**Record set**.
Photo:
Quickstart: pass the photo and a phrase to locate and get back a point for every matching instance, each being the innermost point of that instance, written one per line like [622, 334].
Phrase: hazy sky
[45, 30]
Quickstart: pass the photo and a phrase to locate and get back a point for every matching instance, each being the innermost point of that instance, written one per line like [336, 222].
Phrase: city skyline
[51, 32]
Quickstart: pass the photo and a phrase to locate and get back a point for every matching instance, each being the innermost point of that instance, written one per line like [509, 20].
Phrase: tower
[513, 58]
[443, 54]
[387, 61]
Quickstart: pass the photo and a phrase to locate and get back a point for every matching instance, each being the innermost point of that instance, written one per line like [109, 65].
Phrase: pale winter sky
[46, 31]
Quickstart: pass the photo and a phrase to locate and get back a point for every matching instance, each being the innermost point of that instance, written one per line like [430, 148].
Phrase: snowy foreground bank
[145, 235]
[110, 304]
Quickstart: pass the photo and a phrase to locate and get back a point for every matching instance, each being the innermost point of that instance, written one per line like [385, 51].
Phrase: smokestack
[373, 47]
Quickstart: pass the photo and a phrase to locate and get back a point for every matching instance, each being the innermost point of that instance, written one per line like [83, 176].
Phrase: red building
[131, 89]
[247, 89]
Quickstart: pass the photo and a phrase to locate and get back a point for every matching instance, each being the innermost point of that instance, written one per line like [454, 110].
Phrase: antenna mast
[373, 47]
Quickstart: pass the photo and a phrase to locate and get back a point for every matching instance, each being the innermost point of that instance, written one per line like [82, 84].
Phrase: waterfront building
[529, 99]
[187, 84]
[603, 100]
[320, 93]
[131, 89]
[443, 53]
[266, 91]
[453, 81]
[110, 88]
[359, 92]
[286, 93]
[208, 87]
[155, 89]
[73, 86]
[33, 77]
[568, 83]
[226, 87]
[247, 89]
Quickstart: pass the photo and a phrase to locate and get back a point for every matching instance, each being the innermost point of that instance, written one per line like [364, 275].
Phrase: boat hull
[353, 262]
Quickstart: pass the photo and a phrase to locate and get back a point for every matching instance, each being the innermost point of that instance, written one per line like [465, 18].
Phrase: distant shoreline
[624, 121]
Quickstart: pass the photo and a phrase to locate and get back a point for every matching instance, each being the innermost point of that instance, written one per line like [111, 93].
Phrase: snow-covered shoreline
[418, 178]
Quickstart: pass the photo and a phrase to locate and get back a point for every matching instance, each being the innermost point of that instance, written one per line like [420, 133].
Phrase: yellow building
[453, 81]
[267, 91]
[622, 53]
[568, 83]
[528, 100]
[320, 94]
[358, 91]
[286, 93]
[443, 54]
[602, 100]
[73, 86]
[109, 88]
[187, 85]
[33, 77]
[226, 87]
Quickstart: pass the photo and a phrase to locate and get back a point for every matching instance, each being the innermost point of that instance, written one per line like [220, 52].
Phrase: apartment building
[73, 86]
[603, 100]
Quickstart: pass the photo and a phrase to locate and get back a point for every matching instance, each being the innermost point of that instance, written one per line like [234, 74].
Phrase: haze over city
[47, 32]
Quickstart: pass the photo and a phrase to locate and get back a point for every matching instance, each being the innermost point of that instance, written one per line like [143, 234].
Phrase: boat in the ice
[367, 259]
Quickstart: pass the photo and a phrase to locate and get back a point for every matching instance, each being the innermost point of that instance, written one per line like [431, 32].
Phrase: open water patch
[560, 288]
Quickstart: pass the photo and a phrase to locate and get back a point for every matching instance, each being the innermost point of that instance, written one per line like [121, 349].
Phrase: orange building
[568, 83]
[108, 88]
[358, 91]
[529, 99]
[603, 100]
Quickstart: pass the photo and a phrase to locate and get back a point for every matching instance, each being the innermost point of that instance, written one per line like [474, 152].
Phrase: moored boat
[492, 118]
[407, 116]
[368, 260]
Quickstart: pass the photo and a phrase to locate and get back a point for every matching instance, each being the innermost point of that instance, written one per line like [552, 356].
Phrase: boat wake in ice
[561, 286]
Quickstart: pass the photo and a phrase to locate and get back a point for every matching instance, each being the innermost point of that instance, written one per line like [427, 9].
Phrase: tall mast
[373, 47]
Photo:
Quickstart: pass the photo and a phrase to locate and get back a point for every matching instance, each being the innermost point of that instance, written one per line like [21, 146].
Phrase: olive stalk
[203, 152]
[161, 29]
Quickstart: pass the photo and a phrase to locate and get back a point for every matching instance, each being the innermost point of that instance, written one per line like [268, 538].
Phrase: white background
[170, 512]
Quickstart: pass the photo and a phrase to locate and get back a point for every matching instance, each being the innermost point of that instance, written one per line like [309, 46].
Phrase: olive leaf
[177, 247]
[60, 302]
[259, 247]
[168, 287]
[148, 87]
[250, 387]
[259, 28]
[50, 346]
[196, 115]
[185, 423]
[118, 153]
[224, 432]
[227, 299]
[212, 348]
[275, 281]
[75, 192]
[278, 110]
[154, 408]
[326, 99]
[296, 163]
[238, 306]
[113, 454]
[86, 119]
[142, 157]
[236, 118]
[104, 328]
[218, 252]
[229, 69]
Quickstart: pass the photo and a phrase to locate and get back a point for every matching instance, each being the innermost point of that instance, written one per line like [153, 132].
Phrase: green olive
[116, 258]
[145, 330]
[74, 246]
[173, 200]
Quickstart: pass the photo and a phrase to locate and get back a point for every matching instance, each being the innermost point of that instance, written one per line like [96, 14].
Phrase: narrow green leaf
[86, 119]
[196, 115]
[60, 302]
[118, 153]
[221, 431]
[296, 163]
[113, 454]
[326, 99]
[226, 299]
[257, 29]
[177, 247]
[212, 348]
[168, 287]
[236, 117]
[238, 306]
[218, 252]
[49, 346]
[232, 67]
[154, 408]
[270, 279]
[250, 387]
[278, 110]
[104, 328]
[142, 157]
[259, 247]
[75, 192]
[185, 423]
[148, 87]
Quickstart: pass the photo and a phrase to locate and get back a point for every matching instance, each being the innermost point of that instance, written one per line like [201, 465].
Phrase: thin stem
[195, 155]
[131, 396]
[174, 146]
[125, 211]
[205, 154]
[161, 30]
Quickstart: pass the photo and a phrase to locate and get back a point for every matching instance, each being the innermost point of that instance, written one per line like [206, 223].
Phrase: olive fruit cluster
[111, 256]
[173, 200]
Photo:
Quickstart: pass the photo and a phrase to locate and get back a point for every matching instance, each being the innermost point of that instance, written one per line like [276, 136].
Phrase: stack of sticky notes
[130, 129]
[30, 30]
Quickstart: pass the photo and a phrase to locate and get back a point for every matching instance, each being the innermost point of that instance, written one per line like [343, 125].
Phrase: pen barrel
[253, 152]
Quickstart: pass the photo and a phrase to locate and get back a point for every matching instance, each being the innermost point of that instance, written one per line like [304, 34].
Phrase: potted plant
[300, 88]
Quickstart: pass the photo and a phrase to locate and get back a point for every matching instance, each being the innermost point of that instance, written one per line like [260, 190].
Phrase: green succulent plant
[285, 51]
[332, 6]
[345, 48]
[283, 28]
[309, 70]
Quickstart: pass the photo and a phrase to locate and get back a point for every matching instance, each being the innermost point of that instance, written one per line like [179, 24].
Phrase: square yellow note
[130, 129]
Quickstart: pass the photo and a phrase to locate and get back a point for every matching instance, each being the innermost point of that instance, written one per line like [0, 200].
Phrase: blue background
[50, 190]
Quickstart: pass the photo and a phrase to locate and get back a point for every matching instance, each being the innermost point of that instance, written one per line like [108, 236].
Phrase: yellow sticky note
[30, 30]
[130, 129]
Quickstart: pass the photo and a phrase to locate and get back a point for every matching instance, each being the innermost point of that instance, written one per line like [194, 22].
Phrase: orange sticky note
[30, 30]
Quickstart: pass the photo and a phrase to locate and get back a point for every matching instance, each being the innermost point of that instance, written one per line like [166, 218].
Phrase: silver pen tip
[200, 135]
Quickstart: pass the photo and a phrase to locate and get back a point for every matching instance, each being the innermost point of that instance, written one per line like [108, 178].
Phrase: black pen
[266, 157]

**Short problem**. Substitute "adhesive note" for "sticky note" in the stretch from the line containing "like [179, 24]." through the end of the rows, changing nothing else, and give back only those lines.

**Solution to the problem**.
Quickstart: pass the photo and a phrase to locate and get back a point for every matching instance, each being the innermost point of that instance, written one per line like [179, 24].
Phrase: square yellow note
[130, 129]
Quickstart: pass the photo and a phrase to locate and get back a point for every matching instance, each being the innermost point of that instance, written one per line like [0, 200].
Phrase: blue background
[50, 190]
Quickstart: pass the photo and a phrase to locate and get back a point for every matching instance, each being the innermost point of that instance, written one per line like [108, 236].
Phrase: yellow adhesive note
[30, 30]
[130, 129]
Quickstart: pass the photo and a phrase to locate and get back a point for every matching instance, each being the innermost point of that instance, written one per line like [194, 22].
Phrase: orange adhesive note
[30, 30]
Quickstart: pass the photo and a phrase to locate and get back a point for every matching instance, each being the innermost point of that instance, written one per line like [166, 218].
Phrase: silver pen tip
[200, 135]
Quickstart: pass the photo and a phrase to locate and get back a point for every matching instance, each being the innermost point of that instance, written one per line like [108, 178].
Phrase: black pen
[266, 157]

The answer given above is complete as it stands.